Задания:
1 - Ответьте на вопросы по интервью о судебной системе, каждый ответ на отдельной строке с той же буквой:
(a) Каких судей, как и в царской России, предлагается ввести?
(b) Что в 2014 году сделали с Высшим арбитражным судом?
(c) Кем были люди, которых при десталинизации назначали в МВД и в судьи?
2 - Перечислите институты власти, которые, согласно интервью о судебной системе, нужно люстрировать вместе с судейским корпусом.
3 - Продолжите интервью о судебной системе с места, на котором оно обрывается.

Текст для изучения:

Что с этим делать? Я думаю, надо привлекать в суд представителей народа. Мы могли бы сильно расширить участие присяжных в нашем правосудии. И, как и в царской России, ввести почетных мировых судей.  

«Это придаток государственной машины»

— Как вы относитесь к идее полной люстрации судебного корпуса, в том числе судей Конституционного суда? Поможет ли это выздоровлению российской судебной системы? 

— Так уже сделали на Украине. И что вышло? Стало лучше в судебной системе? Люстрация —это когда людей выгоняют по одним основаниям и потом система снова наполняется ставленниками начальства, то есть его друзьями и теми, кто им лоялен. Вот что происходит в результате подобной люстрации. Если бы мы имели независимый орган, который бы наполнял систему новыми людьми, это бы имело какой-то смысл. А так как мы собираемся проводить люстрацию в судебной системе, но не в других органах власти, то результат обречен на провал. Если люстрировать судейский корпус, то нужно люстрировать и другие институты власти: ФСБ, Госдуму, прокуратуру и так далее. Тогда, может быть, что-то и получится. А люстрация в таком варианте приведет к еще большему закрепощению судей. 

Кстати, в 2014 году в России была некая репетиция люстрации. Тогда разогнали Высший арбитражный суд и слили его с Верховным судом. Судьям сначала пообещали несменяемость, а потом учредили специальные комиссии, которые проверяли их в том числе на лояльность. И ведь часть судей разогнали, они не прошли проверку. А как же быть с конституционным принципом несменяемости судей? Это опять было нарушением Конституции. 

Так что я бы поостерегся люстрации. А вот набор в судебную систему людей, не связанных с государством, это хороший ход. Старым кадрам надо дать спокойно уйти на пенсию, а руководящие места в судебной системе пусть займут люди, которые не опорочили себя связью с правоохранительными, или лучше сказать, карательными органами. Кстати, такое проделывали, когда была десталинизация. Людей в порядке партийной дисциплины назначали на должности в МВД и в судьи. И все это были доценты вузов. Вот это могло быть дать дивиденды при условии, что будет ослаблена хватка силовых структур на горле судебной системы. А если набрать новых людей, но поставить их в старые условия, то они очень быстро, как во вьетнамской сказке, превратятся в драконов.

Исходные данные:
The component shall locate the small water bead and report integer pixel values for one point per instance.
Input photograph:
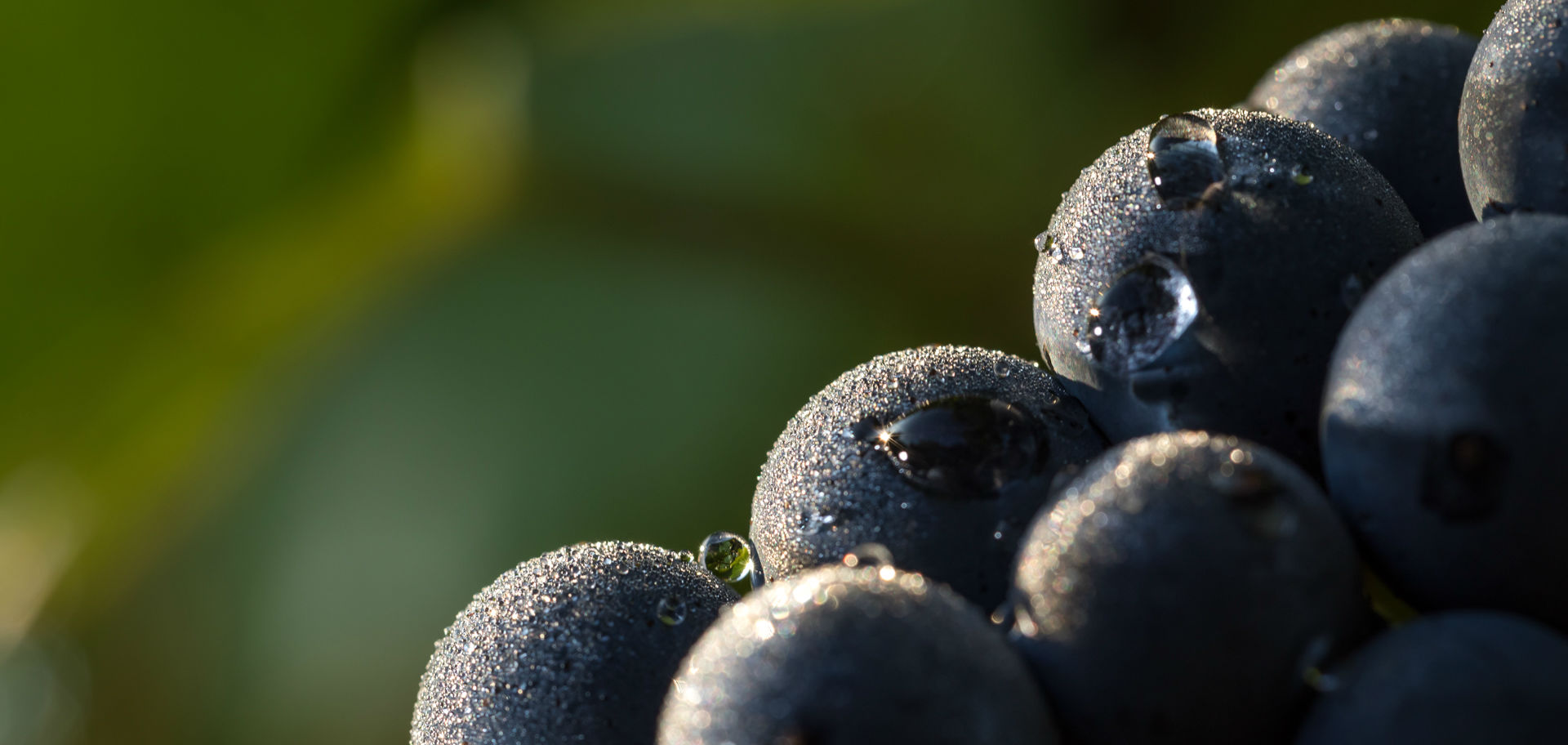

Ответы:
1 -
(a) Почетных мировых судей.
(b) Его разогнали и слили с Верховным судом.
(c) Доцентами вузов.

2 - ФСБ, Госдума, прокуратура.

3 -
— Сейчас в России реализуется Федеральная целевая программа «Развитие судебной системы на 2013–2020 годы» от 2012 года. Одной из задач программы является повышение доверия к отечественному правосудию с 6 до 50%. Как вы оцениваете ее реализацию?

— В этой части программа с треском провалилась. Доверие населения к правосудию самое низкое. Поднять его можно только уважением к населению со стороны судей. Но судебная система, к сожалению, не проявляет такого уважения. А вместе с ним не проявляет и справедливость. 

Самое печальное, что эта программа не предусматривала многих решений, которые были реализованы в принудительном порядке. Например, в этой программе ничего не говорилось о переезде Верховного суда в Санкт-Петербург, там ничего не говорилось о слиянии Арбитражного и Верховного судов, в ней ничего не говорилось о создании кассационных и апелляционных судов общей юрисдикции. То есть принимаются решения помимо программы. Это значит, что судебная система корежится волевым образом. И ответственных за эту деятельность нет. Однако в итоге нарушаются права граждан. Например, если вы создаете кассационные суды в количестве девяти штук и гражданин должен ехать не в своей районный центр, а неизвестно куда, чтобы подать жалобу, то это нарушение права на доступность правосудия. Понятно, что после такого население будет смотреть на суды с опаской и не будет им доверять.